* [Required task]
Reproduce all of the material below in full. Multiply by 1.55 only the x and y coordinates of the answer points and round each result to a whole number, with halves rounded up, while leaving the sample points of the stated format unchanged and omitting the pictures.

(Coordinate labeling data)
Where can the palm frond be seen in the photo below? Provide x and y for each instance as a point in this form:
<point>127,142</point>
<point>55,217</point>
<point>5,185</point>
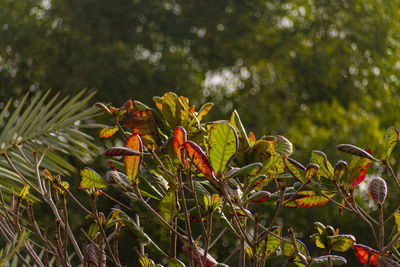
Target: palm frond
<point>37,122</point>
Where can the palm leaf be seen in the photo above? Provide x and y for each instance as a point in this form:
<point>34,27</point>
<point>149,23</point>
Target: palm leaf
<point>38,122</point>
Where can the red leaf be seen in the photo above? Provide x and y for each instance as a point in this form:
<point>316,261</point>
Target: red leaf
<point>180,137</point>
<point>199,159</point>
<point>132,163</point>
<point>362,254</point>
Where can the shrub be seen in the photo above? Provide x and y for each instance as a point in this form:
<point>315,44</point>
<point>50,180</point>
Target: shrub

* [Written solution]
Where can the palm frond be seen in the photo below? Provide x and y for each instance as a point in this form:
<point>127,142</point>
<point>55,217</point>
<point>5,185</point>
Target: palm frond
<point>57,189</point>
Where can the palm leaf be seen in the photo above? Provide x and y for each instance as a point in this form:
<point>34,27</point>
<point>149,23</point>
Target: palm leaf
<point>59,189</point>
Where can the red leaf be seen in the photo above? Provide x and y for each instance as a point in this form:
<point>316,261</point>
Target: red leaf
<point>279,212</point>
<point>308,246</point>
<point>205,253</point>
<point>561,394</point>
Where can the shrub be seen in the photo above? Provide x and y for each instance as a point in this form:
<point>315,44</point>
<point>50,180</point>
Target: shrub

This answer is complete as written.